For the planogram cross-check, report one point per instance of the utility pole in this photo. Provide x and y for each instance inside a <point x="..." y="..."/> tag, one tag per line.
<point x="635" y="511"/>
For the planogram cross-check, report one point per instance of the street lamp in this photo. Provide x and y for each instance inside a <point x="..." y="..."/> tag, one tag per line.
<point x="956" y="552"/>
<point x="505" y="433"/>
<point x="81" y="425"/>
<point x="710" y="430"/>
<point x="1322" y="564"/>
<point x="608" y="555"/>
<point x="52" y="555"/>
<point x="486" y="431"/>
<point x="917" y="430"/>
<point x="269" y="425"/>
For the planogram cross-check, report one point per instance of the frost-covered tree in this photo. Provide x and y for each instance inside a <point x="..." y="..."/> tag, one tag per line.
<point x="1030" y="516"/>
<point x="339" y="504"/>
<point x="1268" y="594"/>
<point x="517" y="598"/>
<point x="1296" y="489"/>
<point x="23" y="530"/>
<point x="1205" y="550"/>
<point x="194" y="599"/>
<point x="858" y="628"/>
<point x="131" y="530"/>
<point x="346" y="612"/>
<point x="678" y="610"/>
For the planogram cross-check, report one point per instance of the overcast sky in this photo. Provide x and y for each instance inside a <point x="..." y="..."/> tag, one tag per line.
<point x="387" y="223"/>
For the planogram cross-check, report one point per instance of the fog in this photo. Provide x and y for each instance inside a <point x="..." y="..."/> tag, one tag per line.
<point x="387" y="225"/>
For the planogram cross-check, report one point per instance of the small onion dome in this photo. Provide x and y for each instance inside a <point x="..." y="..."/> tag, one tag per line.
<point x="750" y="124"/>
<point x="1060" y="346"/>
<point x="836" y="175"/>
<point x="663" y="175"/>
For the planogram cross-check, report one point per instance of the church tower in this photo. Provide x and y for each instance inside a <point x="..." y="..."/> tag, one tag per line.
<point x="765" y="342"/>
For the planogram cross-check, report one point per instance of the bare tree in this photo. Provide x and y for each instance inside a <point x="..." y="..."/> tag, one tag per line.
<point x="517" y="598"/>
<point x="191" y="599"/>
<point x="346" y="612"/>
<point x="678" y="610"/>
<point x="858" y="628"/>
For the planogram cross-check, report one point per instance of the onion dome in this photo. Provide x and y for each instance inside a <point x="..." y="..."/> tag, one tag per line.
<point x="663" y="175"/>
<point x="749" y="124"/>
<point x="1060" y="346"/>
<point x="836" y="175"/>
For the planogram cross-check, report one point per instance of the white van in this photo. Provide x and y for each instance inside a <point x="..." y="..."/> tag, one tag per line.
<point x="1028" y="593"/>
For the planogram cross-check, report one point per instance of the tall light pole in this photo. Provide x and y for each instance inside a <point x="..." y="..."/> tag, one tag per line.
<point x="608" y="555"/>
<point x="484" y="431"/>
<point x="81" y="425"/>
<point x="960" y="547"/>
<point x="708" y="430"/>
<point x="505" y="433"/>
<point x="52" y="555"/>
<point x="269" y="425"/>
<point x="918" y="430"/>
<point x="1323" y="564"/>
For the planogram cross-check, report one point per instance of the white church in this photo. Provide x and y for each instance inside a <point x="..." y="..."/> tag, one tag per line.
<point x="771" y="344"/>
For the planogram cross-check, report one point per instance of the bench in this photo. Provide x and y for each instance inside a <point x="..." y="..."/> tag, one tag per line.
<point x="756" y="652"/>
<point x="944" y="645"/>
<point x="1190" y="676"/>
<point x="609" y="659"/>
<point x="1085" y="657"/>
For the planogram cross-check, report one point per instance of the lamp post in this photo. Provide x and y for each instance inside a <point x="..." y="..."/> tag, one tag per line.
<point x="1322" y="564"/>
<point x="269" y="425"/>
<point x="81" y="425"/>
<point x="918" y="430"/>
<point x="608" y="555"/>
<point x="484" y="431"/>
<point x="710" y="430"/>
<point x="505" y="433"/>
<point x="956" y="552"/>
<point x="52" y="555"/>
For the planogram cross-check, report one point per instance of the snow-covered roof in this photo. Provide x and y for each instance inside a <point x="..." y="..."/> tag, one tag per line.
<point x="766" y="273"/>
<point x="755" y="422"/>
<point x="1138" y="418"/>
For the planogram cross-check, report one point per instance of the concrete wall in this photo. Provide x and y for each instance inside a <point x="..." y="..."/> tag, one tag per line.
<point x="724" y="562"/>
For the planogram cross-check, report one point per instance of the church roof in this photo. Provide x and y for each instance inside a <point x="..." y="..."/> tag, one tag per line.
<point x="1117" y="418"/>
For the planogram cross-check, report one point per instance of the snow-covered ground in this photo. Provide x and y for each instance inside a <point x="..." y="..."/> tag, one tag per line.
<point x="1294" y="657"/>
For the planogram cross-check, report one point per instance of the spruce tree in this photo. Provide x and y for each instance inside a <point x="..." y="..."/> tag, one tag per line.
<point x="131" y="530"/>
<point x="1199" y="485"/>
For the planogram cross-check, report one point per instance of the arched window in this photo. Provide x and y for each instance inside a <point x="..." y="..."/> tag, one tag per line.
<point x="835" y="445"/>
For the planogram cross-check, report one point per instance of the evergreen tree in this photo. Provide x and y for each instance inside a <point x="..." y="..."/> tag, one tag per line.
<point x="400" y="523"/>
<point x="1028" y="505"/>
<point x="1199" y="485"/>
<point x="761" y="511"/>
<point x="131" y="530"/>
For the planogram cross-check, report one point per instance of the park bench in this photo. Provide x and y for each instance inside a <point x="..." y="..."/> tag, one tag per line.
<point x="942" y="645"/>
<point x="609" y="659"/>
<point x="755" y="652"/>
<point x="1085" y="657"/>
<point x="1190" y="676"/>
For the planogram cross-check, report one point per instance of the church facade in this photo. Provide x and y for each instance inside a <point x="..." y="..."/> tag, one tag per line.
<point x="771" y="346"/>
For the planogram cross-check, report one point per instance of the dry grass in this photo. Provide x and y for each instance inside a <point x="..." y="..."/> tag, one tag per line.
════
▶ REQUIRED WORK: Could you set down every record exactly as given?

▶ THE ANSWER:
For the planogram cross-check, report one point per instance of the utility pole in this photo. Provide x and y for each instance inside a <point x="..." y="..."/> tag, one tag per line.
<point x="635" y="511"/>
For the planogram cross-check, report one point per instance of the street lamp in this photo. Provide x and y for each instance inside a <point x="..." y="..."/> tag, one tag per line.
<point x="956" y="552"/>
<point x="505" y="433"/>
<point x="81" y="425"/>
<point x="710" y="430"/>
<point x="1322" y="564"/>
<point x="608" y="555"/>
<point x="52" y="555"/>
<point x="486" y="431"/>
<point x="917" y="430"/>
<point x="269" y="425"/>
For the planogram cross-check, report one point per instance of the frost-covered tree in this photo. Provide x and y for each instance inside a <point x="..." y="..."/> tag, one tag per line.
<point x="1030" y="516"/>
<point x="339" y="504"/>
<point x="1268" y="594"/>
<point x="517" y="598"/>
<point x="1296" y="489"/>
<point x="23" y="530"/>
<point x="1205" y="550"/>
<point x="194" y="599"/>
<point x="858" y="628"/>
<point x="131" y="530"/>
<point x="346" y="612"/>
<point x="678" y="610"/>
For the planogram cross-check, report one point per instance of the overcast sky in this photo. Provide x and y for each instance inside a <point x="..." y="..."/> tag, one tag per line.
<point x="387" y="223"/>
For the planogram cross-check, report one point per instance of the fog in this photo. Provide x and y for each instance inside a <point x="..." y="..."/> tag, one tag per line.
<point x="387" y="225"/>
For the planogram cross-check, report one point per instance of the small onion dome in this photo. Provide x and y for each instance inside a <point x="..." y="..."/> tag, one tag per line.
<point x="750" y="124"/>
<point x="1060" y="346"/>
<point x="836" y="175"/>
<point x="663" y="175"/>
For the planogram cross-check, report one point per instance of the church tower in this photo. Provide x and y for each instance inside a <point x="..." y="..."/> tag, one tag per line.
<point x="765" y="342"/>
For the planogram cross-check, report one point per instance of the bare tree in this photo. Provide x and y for each instance inside a <point x="..." y="..."/> tag, one tag per line.
<point x="517" y="598"/>
<point x="191" y="599"/>
<point x="346" y="612"/>
<point x="678" y="610"/>
<point x="858" y="628"/>
For the planogram cross-check, report one point per instance of the onion dome in this photo. Provide x and y for each instance inside a <point x="..." y="..."/> tag, one tag per line.
<point x="663" y="175"/>
<point x="749" y="124"/>
<point x="1060" y="346"/>
<point x="836" y="175"/>
For the planogram cross-check, report one point per instance of the white van in this photo. Provide x and y for each instance inside a <point x="..." y="..."/> tag, one tag per line.
<point x="1028" y="593"/>
For the planogram cross-check, report one point per instance of the tall light pole in this photo. Provide x and y for each instance inside a <point x="..." y="..."/> tag, one tag per line.
<point x="608" y="555"/>
<point x="484" y="431"/>
<point x="81" y="425"/>
<point x="960" y="547"/>
<point x="708" y="430"/>
<point x="505" y="433"/>
<point x="52" y="555"/>
<point x="269" y="425"/>
<point x="918" y="430"/>
<point x="1323" y="564"/>
For the planogram cross-check, report one point per instance of the white church in this photo. Provide x and y for each instance inside a <point x="..." y="..."/> tag, one tag per line.
<point x="771" y="344"/>
For the planogram cross-check, report one point per instance of the bench in this photo. Provide x and y for each instance inside a <point x="..." y="..."/> tag, one tag per line.
<point x="756" y="652"/>
<point x="944" y="645"/>
<point x="1190" y="676"/>
<point x="609" y="659"/>
<point x="1085" y="657"/>
For the planogram cross-check, report one point per instance of the lamp post in this photo. Provide x and y for each instance inside a <point x="..." y="..."/> tag, one tag per line.
<point x="1322" y="564"/>
<point x="269" y="425"/>
<point x="81" y="425"/>
<point x="918" y="430"/>
<point x="608" y="555"/>
<point x="484" y="431"/>
<point x="710" y="430"/>
<point x="505" y="433"/>
<point x="956" y="552"/>
<point x="52" y="555"/>
For the planogram cross-check, report one point per instance of the snow-covered roof in this photo. Provide x and y for each instance inside a <point x="..." y="..."/> tag, one tag per line.
<point x="766" y="273"/>
<point x="755" y="422"/>
<point x="1138" y="418"/>
For the planogram cross-check, report one point per instance of the concrete wall in this photo. Provide x and y for each instance inside a <point x="..." y="..."/> tag, one tag per line.
<point x="724" y="562"/>
For the planogram cross-check, report one point per instance of the church roof in this photo. Provide x and y for each instance inside a <point x="..." y="..."/> tag, one tag per line.
<point x="1117" y="418"/>
For the planogram cross-check, report one point per instance of the snow-covered ground in this photo. Provide x and y for each instance inside a <point x="..." y="..."/> tag, one tag per line.
<point x="1294" y="657"/>
For the planogram cross-check, report one point per instance of the spruce tree in this photo. Provide x and y for each instance inside a <point x="..." y="..."/> tag, one tag per line.
<point x="131" y="530"/>
<point x="1199" y="485"/>
For the planogram cross-check, report one point per instance of the arched window in this photo. Provide x and y for each instance inside a <point x="..." y="..."/> tag, one tag per line.
<point x="835" y="445"/>
For the planogram cross-check, report one point per instance of the evergreen tree in this photo. Provide x and y for each instance inside a <point x="..." y="..."/> tag, one tag per line.
<point x="400" y="523"/>
<point x="1028" y="505"/>
<point x="1199" y="485"/>
<point x="761" y="511"/>
<point x="131" y="530"/>
For the planogram cross-check, report one point per instance of the park bench in this photo. Provide x and y for each instance inside a <point x="..." y="..."/> tag, one tag per line.
<point x="942" y="645"/>
<point x="609" y="659"/>
<point x="755" y="652"/>
<point x="1085" y="657"/>
<point x="1190" y="676"/>
For the planogram cross-check, report one point per instance of the church facade in this photo. Provide x and y for each instance inside a <point x="..." y="..."/> tag, one tag per line.
<point x="771" y="346"/>
For the planogram cross-check, report one point per instance of the dry grass in this photo. Provide x and y for each instance inside a <point x="..." y="..."/> tag, one tag per line.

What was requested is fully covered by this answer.